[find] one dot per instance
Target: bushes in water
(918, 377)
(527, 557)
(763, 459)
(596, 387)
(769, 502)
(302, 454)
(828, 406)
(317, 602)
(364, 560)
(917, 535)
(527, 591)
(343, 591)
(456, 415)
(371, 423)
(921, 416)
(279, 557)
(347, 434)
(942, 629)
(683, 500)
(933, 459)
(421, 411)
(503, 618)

== == ==

(Exercise brief):
Rewrite all of the records above in full, requests included, and offset each answer coordinate by adding 143 to both numbers of every point.

(Exercise solution):
[find] one dot per instance
Target: bushes in water
(1061, 520)
(670, 700)
(906, 602)
(739, 530)
(912, 645)
(445, 597)
(971, 549)
(460, 745)
(507, 703)
(1060, 678)
(670, 734)
(486, 734)
(599, 558)
(514, 566)
(1064, 559)
(422, 700)
(490, 577)
(1085, 772)
(826, 643)
(1076, 602)
(564, 554)
(646, 761)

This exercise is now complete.